### WHAT YOU HAVE TO DO
Return the material below in full and exactly.

┄┄┄┄┄┄

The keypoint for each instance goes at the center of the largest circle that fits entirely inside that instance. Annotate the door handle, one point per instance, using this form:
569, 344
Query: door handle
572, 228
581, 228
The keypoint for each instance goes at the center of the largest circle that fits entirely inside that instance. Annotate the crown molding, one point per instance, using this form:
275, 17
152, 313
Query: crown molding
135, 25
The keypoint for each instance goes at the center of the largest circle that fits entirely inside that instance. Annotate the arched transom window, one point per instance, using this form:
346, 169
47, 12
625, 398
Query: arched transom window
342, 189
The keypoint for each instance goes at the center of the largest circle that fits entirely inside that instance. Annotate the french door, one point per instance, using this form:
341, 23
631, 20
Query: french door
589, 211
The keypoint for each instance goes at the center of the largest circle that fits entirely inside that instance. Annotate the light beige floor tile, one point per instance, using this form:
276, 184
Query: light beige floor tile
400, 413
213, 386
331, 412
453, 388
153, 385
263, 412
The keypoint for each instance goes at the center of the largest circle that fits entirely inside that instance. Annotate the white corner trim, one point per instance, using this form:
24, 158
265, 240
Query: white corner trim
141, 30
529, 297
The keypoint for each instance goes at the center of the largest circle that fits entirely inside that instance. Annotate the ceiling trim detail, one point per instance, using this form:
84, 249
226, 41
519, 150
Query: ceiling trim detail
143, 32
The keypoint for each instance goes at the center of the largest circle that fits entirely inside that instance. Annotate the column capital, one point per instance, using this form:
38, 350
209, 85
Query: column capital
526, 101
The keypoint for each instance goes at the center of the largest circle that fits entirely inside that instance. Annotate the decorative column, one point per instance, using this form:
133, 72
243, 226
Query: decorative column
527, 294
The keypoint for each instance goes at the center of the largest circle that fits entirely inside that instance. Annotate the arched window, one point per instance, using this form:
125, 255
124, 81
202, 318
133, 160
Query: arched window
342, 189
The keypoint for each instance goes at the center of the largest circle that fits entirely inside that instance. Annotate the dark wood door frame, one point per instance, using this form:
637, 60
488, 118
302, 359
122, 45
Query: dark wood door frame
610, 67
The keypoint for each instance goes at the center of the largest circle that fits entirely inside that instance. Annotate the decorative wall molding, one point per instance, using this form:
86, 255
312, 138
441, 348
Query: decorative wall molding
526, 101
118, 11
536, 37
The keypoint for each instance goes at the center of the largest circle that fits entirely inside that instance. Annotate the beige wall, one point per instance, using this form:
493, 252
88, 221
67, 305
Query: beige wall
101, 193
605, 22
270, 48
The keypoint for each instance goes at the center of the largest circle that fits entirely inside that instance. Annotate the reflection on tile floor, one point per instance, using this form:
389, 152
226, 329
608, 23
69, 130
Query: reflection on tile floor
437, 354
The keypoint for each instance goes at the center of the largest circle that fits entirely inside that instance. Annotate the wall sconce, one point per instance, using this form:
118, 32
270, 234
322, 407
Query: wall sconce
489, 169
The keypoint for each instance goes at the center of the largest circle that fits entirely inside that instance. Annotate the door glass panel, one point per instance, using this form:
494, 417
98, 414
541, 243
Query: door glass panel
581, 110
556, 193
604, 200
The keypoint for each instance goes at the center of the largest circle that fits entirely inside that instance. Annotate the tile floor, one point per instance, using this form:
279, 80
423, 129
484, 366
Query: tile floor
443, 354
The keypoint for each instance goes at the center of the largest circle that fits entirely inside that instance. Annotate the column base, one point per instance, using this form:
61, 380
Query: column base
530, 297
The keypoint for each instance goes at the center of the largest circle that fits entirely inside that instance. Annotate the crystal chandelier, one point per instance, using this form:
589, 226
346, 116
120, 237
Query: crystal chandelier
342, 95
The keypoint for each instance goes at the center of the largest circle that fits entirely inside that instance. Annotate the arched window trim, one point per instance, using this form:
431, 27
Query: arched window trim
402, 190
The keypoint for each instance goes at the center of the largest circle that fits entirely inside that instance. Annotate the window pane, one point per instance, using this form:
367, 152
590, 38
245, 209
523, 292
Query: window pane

┄┄┄┄┄┄

### PROBLEM SOLUTION
The keypoint for each instance goes at the center of the largest circle that fits entirely inside that instance. Annotate the door handle, one point per instance, using this form:
569, 344
Query: door handle
572, 228
581, 228
The keypoint for each instance goes at the center of the largest circle that fits entirely inside that instance. Annotate the crown molding, one point per instance, using this form:
275, 17
152, 313
Query: crown molding
135, 25
The keypoint for each instance goes at the center of the largest circle that fits entirely inside that instance. Annotate the arched transom window, one point per instance, using this form:
346, 169
47, 12
625, 398
Query: arched transom window
342, 189
The keypoint for each instance goes at the center of the largest circle that fits entirely inside that instance. Annotate the french door, one point per instance, using this form:
341, 23
631, 20
Query: french door
589, 211
The keypoint for each instance goes at the center of the largest circle that fits entirely inside that instance. Annotate the light beige floor tile, one point per instance, using this form:
276, 184
Query: light beige floor tile
400, 413
213, 386
331, 412
453, 388
153, 385
263, 412
The keypoint for each instance goes at the center of the largest circle that fits entirely inside that instance. Annotate the white corner trim, one point per instance, using this form:
24, 158
265, 240
Query: white corner trim
141, 30
529, 297
The keypoint for each instance goes at the center of the largest circle that fits entirely inside that instance. Annotate the ceiling trim detail, one point per instance, using this form:
84, 249
226, 41
519, 150
Query: ceiling trim detail
143, 32
The keypoint for each instance goes at the center of the largest circle that fits entirely inside that instance. Annotate the column capital, one point per instance, using this form:
38, 350
209, 85
Query: column capital
526, 101
The keypoint for each instance goes at the center of the largest circle that fits entirely inside that instance. Annotate the decorative column, one point per instance, using this form:
133, 72
243, 226
Query: decorative column
527, 294
The keypoint for each instance goes at the center of the largest circle that fits entirely inside that instance. Annotate the arched window, one point per instance, using this form:
125, 255
124, 81
202, 318
133, 160
Query: arched window
342, 189
The keypoint for each instance goes at the center of the largest circle that fits entirely inside that instance. Annotate the dark wood door frame, one point per instance, using this form:
637, 60
488, 118
302, 359
122, 45
Query: dark wood door frame
610, 67
The keypoint for each instance goes at the center of the largest circle that fits entirely inside that instance. Annotate the decorative wall molding, one point per instance, using this form:
86, 255
312, 138
441, 348
Query: decorative wall molding
526, 101
118, 11
536, 37
The keypoint for each instance goes at the center of the largest circle that fits entirely inside that instance. Annotate the beige wall, one point per instance, using this form:
493, 252
88, 221
67, 305
Query: beige wall
101, 193
605, 22
270, 48
The keypoint for each instance goes at the center of the largest circle that fits entirely inside that instance. Annotate the reflection on tile floor, one point per instance, using this form:
389, 152
226, 329
608, 23
69, 130
Query: reflection on tile floor
437, 354
The keypoint for each instance goes at the center of the largest circle that fits entirely inside that instance. Annotate the wall sconce, one point per instance, using this form:
118, 32
270, 234
322, 407
Query: wall sconce
489, 169
The keypoint for each instance goes at the center of the largest circle that fits entirely inside that instance. Annotate the door glass panel, one point per instance, using this form:
494, 417
98, 414
541, 243
Query: door glass panel
581, 110
556, 193
604, 200
The keypoint for each instance goes at the center of the largest circle that fits entirely inside that instance. Annotate the tile floor, one point per instance, using this form:
279, 80
423, 129
484, 366
Query: tile floor
443, 354
The keypoint for each instance goes at the center of the largest circle that fits entirely inside that instance. Annotate the column base, one point per instance, using this form:
61, 380
Query: column base
530, 297
The keypoint for each instance goes at the center of the largest circle that fits entirely inside that instance. Annotate the crystal chandelier, one point per instance, using this form:
589, 226
346, 116
120, 237
Query: crystal chandelier
342, 95
The keypoint for each instance goes at the center of the largest circle that fits entirely inside that instance. Annotate the arched window trim, one point per instance, using this form:
431, 27
Query: arched window trim
402, 190
The keypoint for each instance goes at the center of the largest circle that fits entirely inside that instance. Annotate the window pane, one point per instance, using this form:
367, 152
590, 38
245, 209
523, 292
Query: window pane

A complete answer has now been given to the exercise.